#### [AIM OF THE EXERCISE]
Below are records to repeat exactly. Omit the pictures from the copy.

### TASK DATA ###

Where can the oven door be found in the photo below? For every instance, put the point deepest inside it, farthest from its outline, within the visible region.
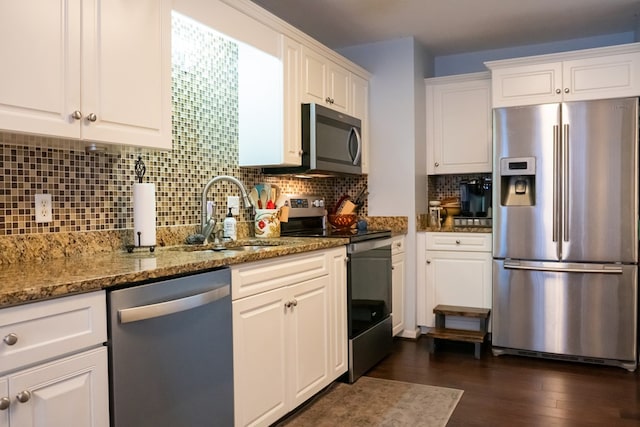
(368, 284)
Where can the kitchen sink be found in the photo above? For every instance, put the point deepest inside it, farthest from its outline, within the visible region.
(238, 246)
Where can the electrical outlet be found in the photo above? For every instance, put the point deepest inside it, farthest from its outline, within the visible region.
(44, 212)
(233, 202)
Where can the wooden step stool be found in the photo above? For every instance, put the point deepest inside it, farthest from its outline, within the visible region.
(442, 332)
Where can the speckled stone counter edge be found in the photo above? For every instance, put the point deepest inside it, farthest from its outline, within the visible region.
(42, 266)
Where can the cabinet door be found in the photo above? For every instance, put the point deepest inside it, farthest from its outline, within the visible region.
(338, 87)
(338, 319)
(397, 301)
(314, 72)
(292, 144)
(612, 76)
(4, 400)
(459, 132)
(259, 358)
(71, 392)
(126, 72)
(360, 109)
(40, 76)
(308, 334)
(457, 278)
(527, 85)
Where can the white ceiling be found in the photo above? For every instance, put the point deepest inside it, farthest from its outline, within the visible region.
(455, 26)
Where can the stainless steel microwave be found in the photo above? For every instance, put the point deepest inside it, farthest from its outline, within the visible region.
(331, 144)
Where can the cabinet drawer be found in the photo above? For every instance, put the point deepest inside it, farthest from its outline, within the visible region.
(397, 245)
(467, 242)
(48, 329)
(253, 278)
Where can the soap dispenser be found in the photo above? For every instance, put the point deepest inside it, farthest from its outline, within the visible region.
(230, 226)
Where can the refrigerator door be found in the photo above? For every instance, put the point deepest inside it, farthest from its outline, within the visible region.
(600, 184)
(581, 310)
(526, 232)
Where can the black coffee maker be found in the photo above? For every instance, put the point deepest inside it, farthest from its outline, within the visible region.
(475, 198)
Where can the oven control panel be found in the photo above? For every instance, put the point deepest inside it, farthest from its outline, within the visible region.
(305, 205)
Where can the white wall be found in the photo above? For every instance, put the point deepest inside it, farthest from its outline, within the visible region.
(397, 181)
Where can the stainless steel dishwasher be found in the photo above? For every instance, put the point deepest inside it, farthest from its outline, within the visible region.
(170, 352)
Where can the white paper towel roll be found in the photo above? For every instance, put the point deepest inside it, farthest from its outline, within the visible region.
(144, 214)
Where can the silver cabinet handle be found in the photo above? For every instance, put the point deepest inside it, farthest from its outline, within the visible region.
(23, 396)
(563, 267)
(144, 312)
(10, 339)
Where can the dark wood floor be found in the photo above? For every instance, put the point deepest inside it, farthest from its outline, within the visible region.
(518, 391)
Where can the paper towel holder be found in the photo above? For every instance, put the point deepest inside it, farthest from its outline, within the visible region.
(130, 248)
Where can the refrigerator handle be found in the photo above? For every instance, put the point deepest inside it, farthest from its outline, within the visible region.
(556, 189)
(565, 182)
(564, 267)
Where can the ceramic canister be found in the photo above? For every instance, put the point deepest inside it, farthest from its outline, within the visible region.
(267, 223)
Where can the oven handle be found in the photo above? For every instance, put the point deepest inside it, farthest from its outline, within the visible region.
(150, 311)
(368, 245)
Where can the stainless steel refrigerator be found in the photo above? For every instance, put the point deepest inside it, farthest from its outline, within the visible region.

###

#### [THE SOLUTION]
Where can the oven door be found in the photo below? For every instance, put the point deepest inside it, farthest from its outline, within the visible region.
(368, 284)
Where can the kitchen sink be found in the photo above? For every instance, put the point deepest inside it, farthest from its outline, within the visible region.
(238, 246)
Where can the electrical outlet be found in the photo above? For every instance, put the point deepest inside it, farthest from its outline, within the visible region.
(44, 212)
(233, 202)
Where can the wooden step stool be found in the photo above? For every instance, put the point deepest inside it, farthest from its outline, within the visible region.
(442, 332)
Where can the speckled stone counter edge be found in the photo above? For every instance, put the point deepest inside it, farthest from its outline, within the visible region.
(42, 266)
Where can the cabinet door be found in the photo above? For every instance, put the point deepest inside it, farthest from its outline, within the visible region.
(338, 87)
(338, 319)
(397, 301)
(314, 72)
(292, 144)
(612, 76)
(4, 400)
(459, 132)
(259, 358)
(71, 392)
(126, 72)
(360, 109)
(40, 76)
(308, 334)
(457, 278)
(527, 85)
Where can the white ceiling be found in the photo above? For every instance, put the point deepest inside it, farthest from its outline, within the visible region.
(455, 26)
Where can the stainless steel microwave be found in the photo above? For every instance, put the point deepest inside it, farthest from its outline, within the visible region.
(331, 144)
Where can the cabinet drawer be found in the photo above? For every instance, put the point deepest inside it, farthest from its outline, within the visible region.
(397, 245)
(467, 242)
(48, 329)
(253, 278)
Where can the soap dispenser be found in the photo above? For every instance, put the point deepest inside it, farthest from its outline, within the visible region.
(230, 226)
Where can the refrigerator door be found in the photo above? For every instance, put the point deepest inside it, farthest from its outline, within the visible region.
(600, 184)
(581, 310)
(526, 232)
Where can the black coffee maker be found in the photo above? For every instance, put the point deepest inside it, farthest from its outline, within the visible region.
(475, 198)
Where can the oven control panel be found in the photo above? For every instance, put the point deepest inside it, farthest from its outline, within the visible region.
(305, 205)
Where can the white wall be found in the photo above? For every instance, put the point deepest inside it, farthest from its outline, within the visible region.
(397, 181)
Where can the stainless steel dishwasher be found in the photo above? For every instance, put the point deepest inside it, farthest from its outline, within the visible region.
(170, 352)
Where can the white paper towel roll be found in the photo above? For every instance, put the point deepest inside it, farthest from its outline, within the visible region.
(144, 214)
Where can the silver cabinet handle be found in the photo above? For every instance, put the point deepest inside it, farthest from its outline, within the visible region.
(23, 396)
(563, 267)
(144, 312)
(10, 339)
Where can the dark wood floor be found in the photo above? For every instance, put the point deepest inside it, farthest from its outline, within the visible region.
(518, 391)
Where can the paper towel holder be found in the photo above? For every instance, put the point deepest inside it, farthest from its outline, within the visible region.
(130, 248)
Where can the refrigerator handle be found in the photo above? For every instance, put the point deepest inside it, farthest from its outline, within the visible region.
(556, 189)
(565, 182)
(564, 267)
Where can the ceramic canister be found in the photo above? For every instance, put the point deepest inside it, farthest from its outline, within the visible region.
(267, 223)
Where can the oven handle be found in the photo above? For every instance, put the point deepest inside it, farthest from its outline, within the visible region.
(150, 311)
(368, 245)
Where can the stainless steel refrigerator be found in the photo above? For every instance, put the point deepest inside it, farthest from its outline, within the visible region.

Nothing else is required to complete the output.